**Work to complete:**
Write out every line exactly, from the start of the records below to the line with "mirror** -> outlines, every instance", and stop there. Don't write out the pictures.

(Records drawn from a dataset)
*** Begin section ***
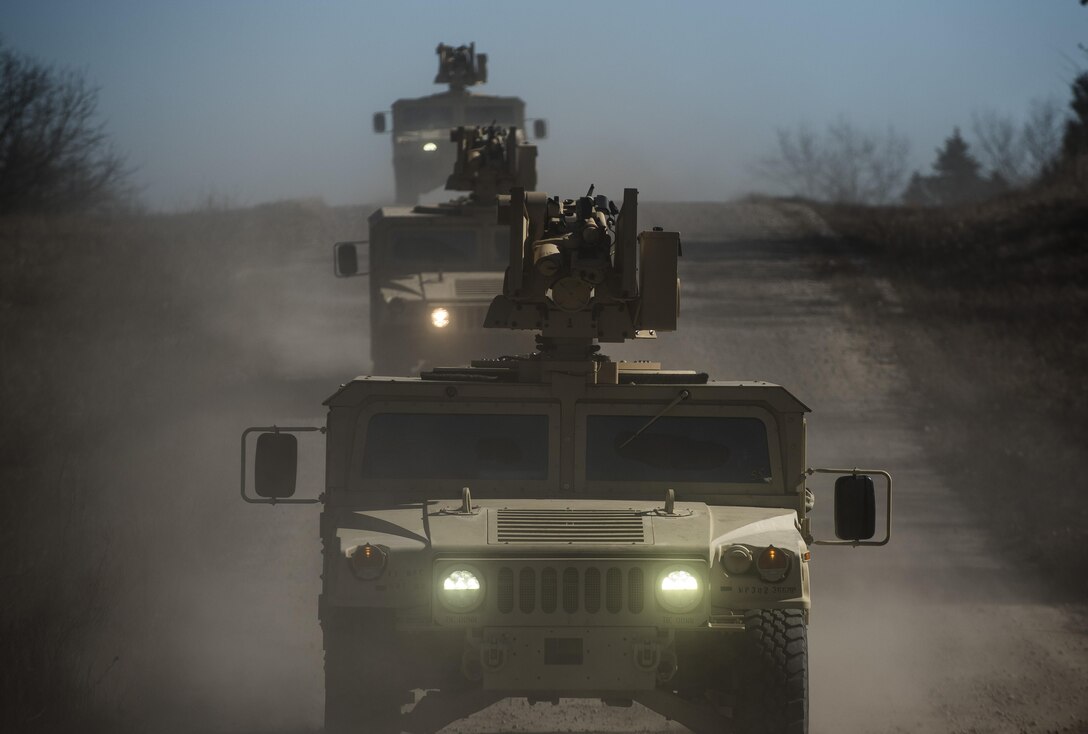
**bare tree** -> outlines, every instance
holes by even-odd
[[[971,132],[975,138],[975,154],[985,169],[1010,186],[1025,182],[1026,152],[1019,126],[1012,117],[993,110],[975,112],[971,115]]]
[[[1042,175],[1058,159],[1064,129],[1065,113],[1061,102],[1054,97],[1031,101],[1022,135],[1028,172],[1033,178]]]
[[[120,194],[127,172],[97,106],[82,75],[0,41],[0,213],[86,209]]]
[[[903,188],[910,144],[894,128],[865,132],[839,119],[822,134],[799,125],[796,130],[779,129],[777,136],[777,153],[755,170],[794,195],[883,204]]]
[[[992,110],[971,116],[979,159],[1011,186],[1027,184],[1053,165],[1064,126],[1062,106],[1054,98],[1032,100],[1023,124]]]

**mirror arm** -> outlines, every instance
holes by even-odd
[[[246,492],[246,439],[251,433],[325,433],[325,426],[250,426],[242,431],[242,499],[254,505],[314,505],[321,497],[313,499],[277,499],[275,497],[250,497]]]
[[[887,510],[884,517],[884,537],[880,540],[813,540],[811,545],[849,545],[857,548],[859,545],[887,545],[892,538],[892,475],[883,469],[805,469],[807,476],[813,474],[879,474],[884,477],[887,492]]]

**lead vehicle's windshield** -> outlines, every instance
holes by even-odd
[[[364,479],[544,480],[548,416],[379,413],[363,446]]]
[[[758,418],[663,416],[647,427],[652,417],[589,416],[586,480],[728,484],[771,481],[767,427]]]

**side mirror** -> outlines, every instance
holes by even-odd
[[[376,133],[384,133],[385,132],[385,113],[384,112],[375,112],[374,113],[374,132],[376,132]]]
[[[547,120],[533,120],[533,137],[534,138],[546,138],[546,137],[548,137],[548,121]]]
[[[350,278],[353,275],[366,275],[359,272],[358,245],[367,244],[366,240],[358,242],[337,242],[332,246],[333,271],[337,278]]]
[[[258,497],[283,499],[295,493],[298,472],[298,439],[290,433],[262,433],[257,437],[253,467]]]
[[[835,535],[840,540],[869,540],[876,532],[876,490],[867,474],[835,480]]]

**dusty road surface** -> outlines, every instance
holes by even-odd
[[[640,225],[684,233],[682,331],[606,351],[783,384],[814,411],[811,466],[895,477],[889,546],[813,553],[811,731],[1088,731],[1083,610],[1048,601],[927,455],[928,408],[897,353],[913,327],[894,287],[827,277],[830,255],[812,239],[822,227],[800,208],[646,206]],[[130,587],[137,611],[114,631],[128,642],[113,685],[148,731],[320,727],[317,512],[243,505],[235,482],[243,427],[316,425],[320,400],[369,369],[365,284],[333,279],[328,244],[233,274],[234,292],[200,327],[229,345],[216,358],[272,378],[194,391],[177,420],[118,438],[130,480],[170,477],[138,508],[146,537],[161,534],[146,549],[159,560]],[[303,456],[302,491],[315,495],[319,450]],[[819,533],[831,537],[830,487],[814,487]],[[447,731],[685,730],[637,706],[572,701],[506,702]]]

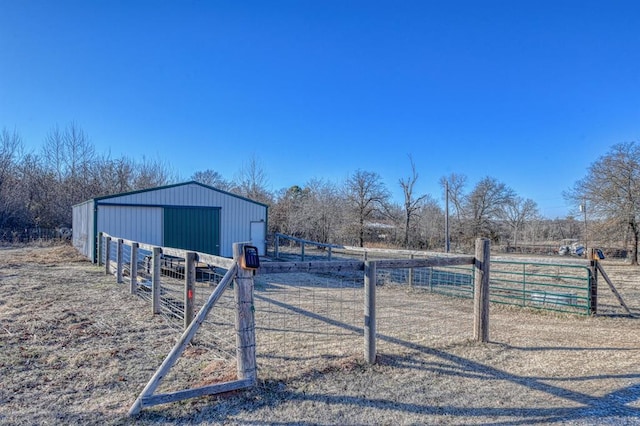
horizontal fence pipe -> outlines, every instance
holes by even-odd
[[[431,268],[435,266],[473,265],[473,256],[430,257],[427,259],[383,259],[377,260],[378,269]]]
[[[262,263],[258,274],[278,274],[287,272],[340,272],[363,271],[364,262],[361,261],[332,261],[332,262],[272,262]]]
[[[316,247],[344,248],[344,246],[341,246],[341,245],[338,245],[338,244],[319,243],[317,241],[305,240],[303,238],[297,238],[297,237],[292,237],[290,235],[276,233],[275,234],[276,243],[279,244],[280,243],[280,239],[295,241],[297,243],[303,243],[303,244],[305,244],[305,243],[306,244],[311,244],[311,245],[314,245]],[[276,247],[277,247],[277,245],[276,245]]]
[[[231,269],[233,265],[235,265],[235,262],[232,259],[206,253],[198,253],[198,261],[208,265],[218,266],[223,269]]]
*** End section ***
**Task response:**
**bare tree** -> outlines, every instance
holes by even-odd
[[[971,132],[975,138],[975,154],[985,169],[1010,186],[1025,182],[1026,152],[1019,126],[1012,117],[993,110],[975,112],[971,115]]]
[[[1042,175],[1058,159],[1064,129],[1065,113],[1061,102],[1054,97],[1031,101],[1022,135],[1028,172],[1033,178]]]
[[[120,194],[127,172],[97,106],[82,75],[0,41],[0,213],[86,209]]]
[[[903,188],[910,144],[894,128],[865,132],[839,119],[822,134],[799,125],[796,130],[779,129],[777,136],[777,153],[755,170],[794,195],[883,204]]]
[[[992,110],[971,116],[979,159],[1011,186],[1027,184],[1053,165],[1064,126],[1062,106],[1054,98],[1032,100],[1023,124]]]

**mirror arm** -> outlines, every instance
holes by even-odd
[[[246,492],[246,439],[251,433],[325,433],[325,426],[250,426],[242,431],[242,499],[254,505],[314,505],[321,497],[313,499],[277,499],[275,497],[250,497]]]
[[[887,510],[884,517],[884,537],[880,540],[813,540],[811,545],[849,545],[857,548],[859,545],[887,545],[892,538],[892,475],[883,469],[805,469],[807,476],[813,474],[879,474],[884,477],[887,492]]]

**lead vehicle's windshield** -> outlines, every instance
holes by even-odd
[[[364,479],[544,480],[548,416],[379,413],[363,446]]]
[[[758,418],[663,416],[647,427],[652,417],[589,416],[586,480],[728,484],[771,481],[767,427]]]

**side mirror** -> outlines, every instance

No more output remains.